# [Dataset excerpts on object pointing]
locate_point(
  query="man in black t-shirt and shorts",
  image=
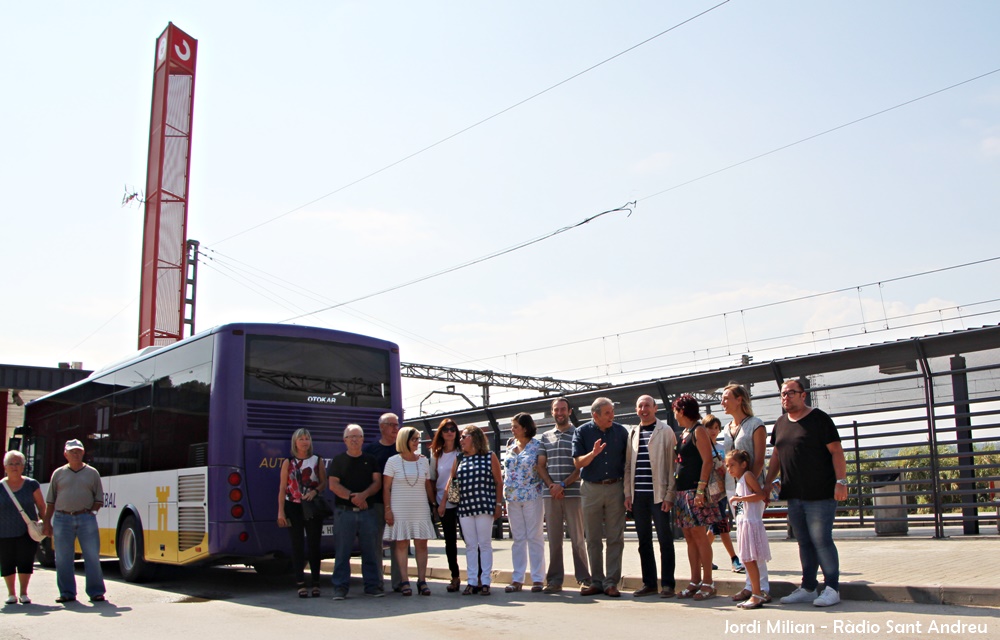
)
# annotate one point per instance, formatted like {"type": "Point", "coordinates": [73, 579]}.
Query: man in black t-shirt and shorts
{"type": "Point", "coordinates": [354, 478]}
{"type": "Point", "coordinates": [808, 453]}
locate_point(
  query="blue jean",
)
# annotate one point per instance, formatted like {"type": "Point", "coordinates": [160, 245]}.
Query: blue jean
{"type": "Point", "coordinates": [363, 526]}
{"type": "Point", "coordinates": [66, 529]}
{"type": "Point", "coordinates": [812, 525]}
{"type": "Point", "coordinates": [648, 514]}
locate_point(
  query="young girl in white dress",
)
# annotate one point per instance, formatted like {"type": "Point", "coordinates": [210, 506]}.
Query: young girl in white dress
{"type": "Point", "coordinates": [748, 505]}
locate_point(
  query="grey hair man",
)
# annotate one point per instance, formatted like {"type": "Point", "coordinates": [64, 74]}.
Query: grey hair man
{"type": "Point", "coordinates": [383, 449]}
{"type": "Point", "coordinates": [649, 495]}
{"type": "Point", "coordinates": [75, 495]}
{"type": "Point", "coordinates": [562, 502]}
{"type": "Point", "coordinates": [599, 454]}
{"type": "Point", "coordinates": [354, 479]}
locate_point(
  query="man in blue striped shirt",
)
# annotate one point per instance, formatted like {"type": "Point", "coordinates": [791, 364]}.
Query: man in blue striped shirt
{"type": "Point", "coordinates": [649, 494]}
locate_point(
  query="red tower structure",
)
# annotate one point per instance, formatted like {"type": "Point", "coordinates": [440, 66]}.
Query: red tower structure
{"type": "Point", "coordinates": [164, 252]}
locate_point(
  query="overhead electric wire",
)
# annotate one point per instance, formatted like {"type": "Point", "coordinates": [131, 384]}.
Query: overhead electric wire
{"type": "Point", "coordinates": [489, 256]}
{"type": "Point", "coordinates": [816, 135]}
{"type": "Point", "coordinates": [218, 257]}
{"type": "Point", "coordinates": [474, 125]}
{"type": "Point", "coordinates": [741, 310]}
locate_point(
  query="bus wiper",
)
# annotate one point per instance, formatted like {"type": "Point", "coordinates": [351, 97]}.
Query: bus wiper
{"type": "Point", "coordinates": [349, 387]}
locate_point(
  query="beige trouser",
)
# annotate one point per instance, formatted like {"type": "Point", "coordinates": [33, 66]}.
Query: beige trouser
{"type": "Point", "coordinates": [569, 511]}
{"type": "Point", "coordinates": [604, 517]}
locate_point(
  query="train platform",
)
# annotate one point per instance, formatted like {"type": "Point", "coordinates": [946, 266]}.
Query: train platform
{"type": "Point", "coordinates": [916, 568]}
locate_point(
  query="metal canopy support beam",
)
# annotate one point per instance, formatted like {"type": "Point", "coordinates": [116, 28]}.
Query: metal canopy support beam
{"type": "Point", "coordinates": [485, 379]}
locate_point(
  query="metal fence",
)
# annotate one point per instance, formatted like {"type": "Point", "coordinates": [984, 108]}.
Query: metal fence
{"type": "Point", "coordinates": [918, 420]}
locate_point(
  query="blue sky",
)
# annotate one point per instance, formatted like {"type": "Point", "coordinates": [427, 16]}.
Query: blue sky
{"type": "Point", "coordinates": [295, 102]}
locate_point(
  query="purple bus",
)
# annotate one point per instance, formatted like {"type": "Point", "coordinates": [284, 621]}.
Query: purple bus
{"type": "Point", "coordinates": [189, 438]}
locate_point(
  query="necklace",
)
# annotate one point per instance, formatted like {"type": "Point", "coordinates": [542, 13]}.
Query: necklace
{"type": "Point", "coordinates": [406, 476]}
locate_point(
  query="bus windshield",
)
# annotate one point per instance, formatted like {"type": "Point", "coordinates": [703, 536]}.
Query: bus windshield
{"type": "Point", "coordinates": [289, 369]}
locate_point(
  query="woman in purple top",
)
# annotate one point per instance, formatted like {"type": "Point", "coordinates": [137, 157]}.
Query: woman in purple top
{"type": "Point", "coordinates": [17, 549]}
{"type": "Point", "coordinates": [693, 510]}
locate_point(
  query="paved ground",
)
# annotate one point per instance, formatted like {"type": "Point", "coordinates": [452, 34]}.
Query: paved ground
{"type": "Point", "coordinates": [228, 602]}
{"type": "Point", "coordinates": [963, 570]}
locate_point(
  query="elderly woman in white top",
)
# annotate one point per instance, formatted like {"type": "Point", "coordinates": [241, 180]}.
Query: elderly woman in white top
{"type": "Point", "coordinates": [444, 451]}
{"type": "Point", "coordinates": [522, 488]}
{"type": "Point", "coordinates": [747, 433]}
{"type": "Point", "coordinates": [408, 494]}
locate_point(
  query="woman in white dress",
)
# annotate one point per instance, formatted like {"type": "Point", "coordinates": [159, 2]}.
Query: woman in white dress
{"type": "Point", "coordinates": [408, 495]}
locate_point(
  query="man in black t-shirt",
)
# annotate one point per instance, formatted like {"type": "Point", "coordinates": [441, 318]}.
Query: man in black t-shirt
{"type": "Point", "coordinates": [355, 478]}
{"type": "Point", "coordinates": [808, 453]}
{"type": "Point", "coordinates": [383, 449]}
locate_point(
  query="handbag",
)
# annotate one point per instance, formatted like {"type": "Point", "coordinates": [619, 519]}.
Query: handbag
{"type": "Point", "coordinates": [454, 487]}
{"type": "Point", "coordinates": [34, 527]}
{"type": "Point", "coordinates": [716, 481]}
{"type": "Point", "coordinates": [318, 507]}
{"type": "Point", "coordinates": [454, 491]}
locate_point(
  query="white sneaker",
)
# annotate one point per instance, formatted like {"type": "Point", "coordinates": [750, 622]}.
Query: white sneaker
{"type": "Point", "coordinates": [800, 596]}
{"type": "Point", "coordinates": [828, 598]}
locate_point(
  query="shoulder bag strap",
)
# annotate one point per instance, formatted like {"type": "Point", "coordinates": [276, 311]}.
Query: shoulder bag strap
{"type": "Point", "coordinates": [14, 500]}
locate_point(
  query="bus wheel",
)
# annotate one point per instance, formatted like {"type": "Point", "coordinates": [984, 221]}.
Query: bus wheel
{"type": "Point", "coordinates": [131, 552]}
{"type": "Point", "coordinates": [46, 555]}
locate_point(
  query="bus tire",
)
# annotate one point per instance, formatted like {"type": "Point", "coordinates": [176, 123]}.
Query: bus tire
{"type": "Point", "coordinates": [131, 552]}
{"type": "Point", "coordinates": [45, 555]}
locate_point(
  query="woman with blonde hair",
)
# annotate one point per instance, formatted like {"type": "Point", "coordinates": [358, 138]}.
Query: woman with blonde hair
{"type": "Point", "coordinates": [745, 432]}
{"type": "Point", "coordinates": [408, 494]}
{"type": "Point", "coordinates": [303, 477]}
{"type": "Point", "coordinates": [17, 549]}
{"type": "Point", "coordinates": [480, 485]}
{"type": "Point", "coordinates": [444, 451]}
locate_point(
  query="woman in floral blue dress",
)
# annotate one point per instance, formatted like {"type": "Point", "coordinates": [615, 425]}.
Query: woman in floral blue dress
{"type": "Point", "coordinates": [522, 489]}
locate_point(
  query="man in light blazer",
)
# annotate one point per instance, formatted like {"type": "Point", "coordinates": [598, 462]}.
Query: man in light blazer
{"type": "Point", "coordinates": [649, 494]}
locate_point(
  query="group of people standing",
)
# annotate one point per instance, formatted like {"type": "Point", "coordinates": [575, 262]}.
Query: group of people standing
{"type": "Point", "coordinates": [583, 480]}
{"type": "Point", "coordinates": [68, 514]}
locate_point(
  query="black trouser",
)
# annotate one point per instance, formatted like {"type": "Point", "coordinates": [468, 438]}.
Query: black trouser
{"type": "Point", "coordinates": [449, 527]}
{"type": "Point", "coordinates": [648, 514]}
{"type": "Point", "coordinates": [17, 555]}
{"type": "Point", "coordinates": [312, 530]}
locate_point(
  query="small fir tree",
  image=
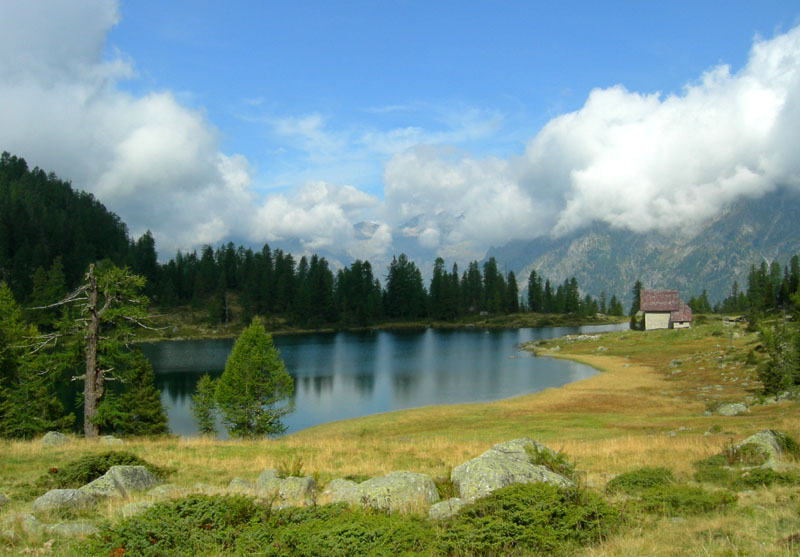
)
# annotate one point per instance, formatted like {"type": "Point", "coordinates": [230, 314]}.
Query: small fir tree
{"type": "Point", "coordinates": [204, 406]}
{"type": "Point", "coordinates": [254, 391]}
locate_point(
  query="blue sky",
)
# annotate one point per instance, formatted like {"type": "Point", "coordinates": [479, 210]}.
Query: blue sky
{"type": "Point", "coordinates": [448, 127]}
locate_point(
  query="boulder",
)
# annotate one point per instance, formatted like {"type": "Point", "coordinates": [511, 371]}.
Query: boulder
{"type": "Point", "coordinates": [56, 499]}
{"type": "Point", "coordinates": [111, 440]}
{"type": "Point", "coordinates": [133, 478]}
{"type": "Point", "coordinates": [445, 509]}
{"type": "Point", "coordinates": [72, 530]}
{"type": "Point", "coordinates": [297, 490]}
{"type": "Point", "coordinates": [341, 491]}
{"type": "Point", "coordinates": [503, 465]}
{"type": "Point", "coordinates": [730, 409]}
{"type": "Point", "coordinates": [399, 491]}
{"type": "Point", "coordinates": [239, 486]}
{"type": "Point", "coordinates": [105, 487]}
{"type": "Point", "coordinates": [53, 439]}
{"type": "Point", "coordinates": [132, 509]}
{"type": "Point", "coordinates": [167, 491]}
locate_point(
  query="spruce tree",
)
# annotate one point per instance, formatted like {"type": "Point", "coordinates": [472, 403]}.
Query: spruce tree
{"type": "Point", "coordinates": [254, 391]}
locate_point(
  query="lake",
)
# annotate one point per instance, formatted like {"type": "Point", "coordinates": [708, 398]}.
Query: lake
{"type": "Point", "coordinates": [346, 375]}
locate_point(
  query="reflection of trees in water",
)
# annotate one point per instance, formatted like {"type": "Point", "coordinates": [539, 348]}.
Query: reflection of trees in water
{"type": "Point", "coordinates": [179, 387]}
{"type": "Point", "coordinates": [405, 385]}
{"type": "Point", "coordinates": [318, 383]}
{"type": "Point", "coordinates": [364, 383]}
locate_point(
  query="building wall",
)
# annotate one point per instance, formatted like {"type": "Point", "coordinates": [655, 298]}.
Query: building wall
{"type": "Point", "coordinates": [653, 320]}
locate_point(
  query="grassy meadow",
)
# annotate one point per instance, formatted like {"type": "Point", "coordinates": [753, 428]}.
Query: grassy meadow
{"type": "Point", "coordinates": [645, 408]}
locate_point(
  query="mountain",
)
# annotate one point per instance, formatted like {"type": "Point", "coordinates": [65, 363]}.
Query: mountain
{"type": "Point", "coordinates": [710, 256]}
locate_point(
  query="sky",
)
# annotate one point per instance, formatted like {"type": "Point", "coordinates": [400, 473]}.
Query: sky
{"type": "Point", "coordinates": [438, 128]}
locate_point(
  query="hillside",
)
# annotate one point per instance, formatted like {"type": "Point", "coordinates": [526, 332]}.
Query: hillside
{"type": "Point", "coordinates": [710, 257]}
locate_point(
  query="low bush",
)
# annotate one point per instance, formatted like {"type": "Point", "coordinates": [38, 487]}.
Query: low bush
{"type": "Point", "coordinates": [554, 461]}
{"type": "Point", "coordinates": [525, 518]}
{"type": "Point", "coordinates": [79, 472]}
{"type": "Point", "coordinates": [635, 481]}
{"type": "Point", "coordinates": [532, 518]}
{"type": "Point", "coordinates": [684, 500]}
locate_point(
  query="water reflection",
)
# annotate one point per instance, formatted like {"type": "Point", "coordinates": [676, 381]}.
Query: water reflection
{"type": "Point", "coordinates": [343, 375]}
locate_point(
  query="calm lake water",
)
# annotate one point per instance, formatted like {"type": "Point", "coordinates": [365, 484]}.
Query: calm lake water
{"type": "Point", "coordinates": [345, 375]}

# [What the task asks]
Return every line of the data above that contains the string "small". Case counts.

# [Response for this exercise]
  query="small fir tree",
Query: small fir tree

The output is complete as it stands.